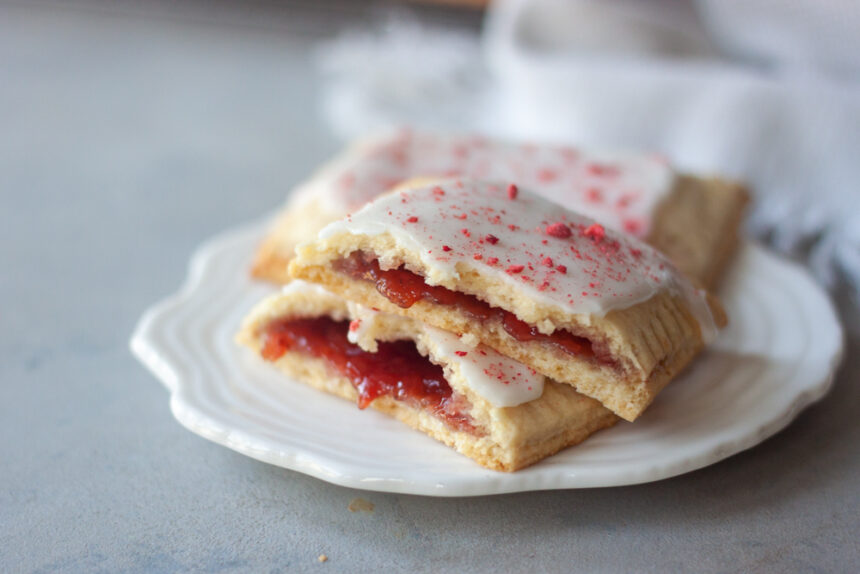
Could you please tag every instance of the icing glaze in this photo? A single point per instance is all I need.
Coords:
(500, 380)
(548, 254)
(621, 190)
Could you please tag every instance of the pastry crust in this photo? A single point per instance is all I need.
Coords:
(649, 342)
(695, 221)
(508, 438)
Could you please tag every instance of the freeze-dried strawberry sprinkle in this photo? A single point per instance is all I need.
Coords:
(559, 230)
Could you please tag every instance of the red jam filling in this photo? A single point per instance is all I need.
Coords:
(397, 369)
(404, 289)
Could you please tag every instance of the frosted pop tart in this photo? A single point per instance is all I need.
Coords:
(498, 265)
(486, 406)
(694, 220)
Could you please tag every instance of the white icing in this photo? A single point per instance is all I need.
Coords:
(592, 271)
(500, 380)
(621, 190)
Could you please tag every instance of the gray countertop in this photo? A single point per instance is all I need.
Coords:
(127, 140)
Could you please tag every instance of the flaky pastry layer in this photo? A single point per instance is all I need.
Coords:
(508, 438)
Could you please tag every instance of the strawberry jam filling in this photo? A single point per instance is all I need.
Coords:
(397, 369)
(404, 289)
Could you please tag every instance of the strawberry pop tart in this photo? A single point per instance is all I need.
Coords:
(693, 220)
(497, 265)
(486, 406)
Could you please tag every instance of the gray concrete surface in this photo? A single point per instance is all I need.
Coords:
(125, 141)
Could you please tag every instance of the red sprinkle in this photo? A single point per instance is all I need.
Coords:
(595, 231)
(558, 230)
(632, 226)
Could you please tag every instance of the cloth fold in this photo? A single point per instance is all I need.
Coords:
(645, 75)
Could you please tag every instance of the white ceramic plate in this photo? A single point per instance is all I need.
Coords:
(777, 356)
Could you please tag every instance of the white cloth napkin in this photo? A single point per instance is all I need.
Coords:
(779, 109)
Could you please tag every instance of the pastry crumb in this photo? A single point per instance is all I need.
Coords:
(360, 504)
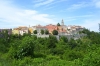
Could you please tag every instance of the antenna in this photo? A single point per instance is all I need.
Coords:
(99, 27)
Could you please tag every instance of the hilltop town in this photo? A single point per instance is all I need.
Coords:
(62, 29)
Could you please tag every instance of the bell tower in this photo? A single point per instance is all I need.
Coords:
(62, 22)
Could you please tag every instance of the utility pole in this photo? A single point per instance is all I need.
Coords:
(99, 27)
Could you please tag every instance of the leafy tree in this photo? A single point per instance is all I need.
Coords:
(42, 32)
(46, 32)
(55, 32)
(64, 39)
(58, 24)
(35, 31)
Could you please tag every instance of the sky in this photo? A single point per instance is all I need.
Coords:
(85, 13)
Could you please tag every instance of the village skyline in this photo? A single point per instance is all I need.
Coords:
(15, 13)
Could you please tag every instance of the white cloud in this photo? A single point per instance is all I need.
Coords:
(77, 6)
(41, 3)
(11, 16)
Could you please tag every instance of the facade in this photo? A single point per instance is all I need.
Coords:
(51, 27)
(20, 30)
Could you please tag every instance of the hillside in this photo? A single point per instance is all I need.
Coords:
(27, 50)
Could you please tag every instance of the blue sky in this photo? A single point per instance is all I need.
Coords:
(14, 13)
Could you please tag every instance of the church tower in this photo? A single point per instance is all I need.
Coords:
(62, 22)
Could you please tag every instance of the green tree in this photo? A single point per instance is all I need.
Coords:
(58, 24)
(55, 32)
(35, 31)
(46, 32)
(42, 32)
(64, 39)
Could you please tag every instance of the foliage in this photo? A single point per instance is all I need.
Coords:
(35, 31)
(58, 24)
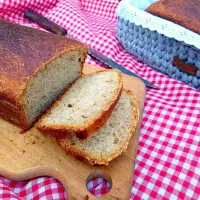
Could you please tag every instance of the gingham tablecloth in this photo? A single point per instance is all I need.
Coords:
(168, 159)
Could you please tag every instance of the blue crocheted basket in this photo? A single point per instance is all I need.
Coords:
(167, 55)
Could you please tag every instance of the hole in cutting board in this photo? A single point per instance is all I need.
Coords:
(99, 183)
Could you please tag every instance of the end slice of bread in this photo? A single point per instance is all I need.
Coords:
(84, 107)
(112, 139)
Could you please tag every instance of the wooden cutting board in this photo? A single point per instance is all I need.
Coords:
(28, 155)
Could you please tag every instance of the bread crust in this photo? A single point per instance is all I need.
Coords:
(184, 13)
(94, 160)
(82, 132)
(25, 52)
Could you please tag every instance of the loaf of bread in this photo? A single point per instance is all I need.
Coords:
(112, 139)
(181, 12)
(84, 107)
(35, 68)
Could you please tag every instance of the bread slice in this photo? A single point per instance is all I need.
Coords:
(85, 106)
(112, 139)
(35, 68)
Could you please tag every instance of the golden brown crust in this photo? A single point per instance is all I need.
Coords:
(82, 132)
(94, 160)
(184, 13)
(24, 53)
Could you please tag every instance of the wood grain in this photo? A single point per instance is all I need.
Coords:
(28, 155)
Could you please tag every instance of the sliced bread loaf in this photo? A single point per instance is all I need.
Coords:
(112, 139)
(35, 68)
(85, 106)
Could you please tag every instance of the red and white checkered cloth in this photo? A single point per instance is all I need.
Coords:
(168, 159)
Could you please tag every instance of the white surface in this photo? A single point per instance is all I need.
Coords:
(127, 11)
= = = =
PROBLEM DESCRIPTION. None of the pictures should be reproduced; all other material above must be set down exactly.

ANSWER SECTION.
Could you please tag every instance of the icing glaze in this photo? A single point per instance is all I need.
Coords:
(500, 380)
(548, 254)
(621, 190)
Could you please tag every instance of the pastry crust in this photo? A single point per instance is all I need.
Coords:
(649, 342)
(695, 221)
(508, 438)
Could you please tag every instance of the freeze-dried strawberry sprinkle in this photo? A single point per instance is all I need.
Coords:
(559, 230)
Could you please tag every instance of the red jam filling in this photo? A single point per instance is all I need.
Coords:
(397, 369)
(404, 289)
Could you please tag every instance of the frosted pop tart in this photo? A single point per instance is all I need.
Coords:
(498, 265)
(486, 406)
(694, 220)
Could you please tag every instance of the white icing in this photo? A single point per instance is all I need.
Coords:
(592, 271)
(500, 380)
(621, 190)
Could you please tag every instance of the gray countertop in this photo? A single point per instance is all I need.
Coords:
(127, 140)
Could you please tag every instance of the flaky pastry layer in this photo? A single point per instance is all I need.
Coords:
(508, 438)
Could you please tag every instance of the strawberry jam filling in this photo? A single point per instance is all I need.
Coords:
(397, 369)
(404, 289)
Could you please tag every instance of the strawberry pop tart in this photo? A single point per instance is all I need.
Coords:
(693, 220)
(497, 265)
(486, 406)
Could you please tag every instance of the gray concrete surface in this photo? A single point per instance is all I need.
Coords:
(125, 141)
Could you please tag every instance of the red sprinkle in this photo? A single point per instance is all I need.
Coords:
(595, 231)
(558, 230)
(632, 226)
Could you please tag every instance of the cloth fold in this photo? A single point per instance is all I need.
Coords:
(645, 75)
Could you please tag every instance of the white ceramic plate in this photo? A single point per instance is all I need.
Coords:
(777, 356)
Could you please tag every instance of the white cloth napkin in this photo? A single point per instance is all I need.
Coords:
(779, 109)
Could you please tag every instance of the pastry crumb in this photo? A single point per instance is all I need.
Coords:
(360, 504)
Could you please tag every instance of the antenna in this photo? A single point per instance is all I need.
Coords:
(99, 27)
Could you please tag every instance of the hilltop town in this photo? A single point per instance is all I need.
Coords:
(62, 29)
Could you please tag every instance of the bell tower in this photo? A single point per instance is all I need.
Coords:
(62, 22)
Could you please tag every instance of the utility pole in this photo? A single point per instance is all I need.
Coords:
(99, 27)
Could you please tag every instance of the leafy tree in this photo? A single point per instance is all I need.
Coords:
(42, 32)
(46, 32)
(55, 32)
(64, 39)
(58, 24)
(35, 31)
Could you please tag every instance of the sky in this photo? A single point per instance is all I need.
Coords:
(85, 13)
Could you please tag every instance of the village skyline in this photo? A single point per instance is all I need.
Coords:
(15, 13)
Could you please tag every instance of the white cloud in this photo? A single point per instance is all I need.
Coords:
(77, 6)
(41, 3)
(11, 16)
Could you please tag every instance of the facade in this photo? A single point per instance is all I need.
Coords:
(51, 27)
(20, 30)
Could you please tag every instance of the hillside in this photo? A single point per instance is all I need.
Coords:
(27, 50)
Could you please tag every instance of the blue sky in this photo? A single point per instance is all I need.
Coords:
(14, 13)
Could you please tag every instance of the church tower in this photo? A single point per instance is all I need.
Coords:
(62, 22)
Could you please tag every instance of the green tree in this photo? A single point per instance is all I need.
Coords:
(58, 24)
(55, 32)
(35, 31)
(46, 32)
(42, 32)
(64, 39)
Could you please tag every instance of the foliage in this photo? A single point per instance is all I need.
Coords:
(35, 31)
(58, 24)
Could you please tag every instance of the gingham tablecloth in this photo? A single point per instance is all I need.
Coords:
(168, 159)
Could you please tag every instance of the blue crocheted basket in this photo? A single point per instance is all I need.
Coords:
(167, 55)
Could you please tag every instance of the hole in cutting board in this photo? A single point per instance is all I need.
Coords:
(99, 183)
Could you please tag every instance of the end slice of bread in this photo? A single point per instance is all I need.
Coords:
(84, 107)
(112, 139)
Could you please tag every instance of the wooden cutting board in this photo? A single point per instance is all I need.
Coords:
(28, 155)
Could you please tag every instance of the bread crust in this photo? A single point per instance is all I need.
Coords:
(184, 13)
(94, 160)
(82, 132)
(25, 52)
Could you please tag every instance of the loaf of bread in this photo? A single point per instance is all I need.
Coords:
(112, 139)
(181, 12)
(84, 107)
(35, 68)
Could you please tag every instance of the bread slice in this photo? A single point per instance is all I need.
Coords:
(85, 106)
(112, 139)
(35, 68)
Could you please tag every instance of the golden brown crust in this photo? A single point per instance is all I need.
Coords:
(82, 132)
(94, 160)
(184, 13)
(24, 53)
Could you please tag every instance of the wood grain in this photo? A single point per instance is all I need.
Coords:
(28, 155)
Could you please tag every instance of the sliced bread loaf in this photo? A single point per instance is all I need.
Coords:
(112, 139)
(35, 68)
(85, 106)
Could you please tag every instance of the red and white checkered cloth in this photo? A single point per instance is all I need.
Coords:
(168, 159)
Could you please tag every instance of the white surface in this photo? A single point per instance is all I need.
Coords:
(127, 11)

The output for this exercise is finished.